Data provided Block Start
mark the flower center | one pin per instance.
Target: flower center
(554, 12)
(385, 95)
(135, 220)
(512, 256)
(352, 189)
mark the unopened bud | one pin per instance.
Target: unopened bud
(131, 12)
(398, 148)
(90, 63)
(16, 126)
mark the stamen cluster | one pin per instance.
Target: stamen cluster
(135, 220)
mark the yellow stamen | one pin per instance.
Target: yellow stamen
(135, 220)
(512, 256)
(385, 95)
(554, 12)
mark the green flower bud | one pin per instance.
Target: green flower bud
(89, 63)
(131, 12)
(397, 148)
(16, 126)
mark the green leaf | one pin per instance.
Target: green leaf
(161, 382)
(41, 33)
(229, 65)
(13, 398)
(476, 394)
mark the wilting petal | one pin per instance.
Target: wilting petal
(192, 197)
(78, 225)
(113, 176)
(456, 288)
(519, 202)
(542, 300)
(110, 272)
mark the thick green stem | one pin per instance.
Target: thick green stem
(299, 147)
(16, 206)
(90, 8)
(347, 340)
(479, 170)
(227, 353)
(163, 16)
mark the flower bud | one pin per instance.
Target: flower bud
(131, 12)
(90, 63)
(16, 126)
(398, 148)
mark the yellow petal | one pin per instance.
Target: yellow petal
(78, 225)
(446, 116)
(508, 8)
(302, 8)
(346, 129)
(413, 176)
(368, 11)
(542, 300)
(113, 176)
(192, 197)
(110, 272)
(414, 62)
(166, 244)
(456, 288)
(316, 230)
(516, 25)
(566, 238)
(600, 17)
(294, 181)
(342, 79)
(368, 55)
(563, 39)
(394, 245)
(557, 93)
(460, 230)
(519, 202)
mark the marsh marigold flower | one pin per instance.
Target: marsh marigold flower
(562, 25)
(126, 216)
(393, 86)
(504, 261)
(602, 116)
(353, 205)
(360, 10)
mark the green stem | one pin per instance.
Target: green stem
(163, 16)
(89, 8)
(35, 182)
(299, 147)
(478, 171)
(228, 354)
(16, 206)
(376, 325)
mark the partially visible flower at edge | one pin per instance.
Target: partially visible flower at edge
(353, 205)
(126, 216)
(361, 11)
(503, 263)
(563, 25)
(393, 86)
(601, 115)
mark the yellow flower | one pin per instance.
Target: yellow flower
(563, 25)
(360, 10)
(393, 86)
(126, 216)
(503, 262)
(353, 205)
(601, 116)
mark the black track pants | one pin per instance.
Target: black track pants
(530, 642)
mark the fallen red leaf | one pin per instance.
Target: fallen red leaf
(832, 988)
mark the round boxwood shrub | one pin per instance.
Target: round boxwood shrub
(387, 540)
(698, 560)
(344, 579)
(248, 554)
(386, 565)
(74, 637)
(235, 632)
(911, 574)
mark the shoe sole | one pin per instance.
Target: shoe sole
Data provided Block End
### Task details
Tally the lines of the records holding the word "shoe", then give only the resulting number.

### Finished exercise
2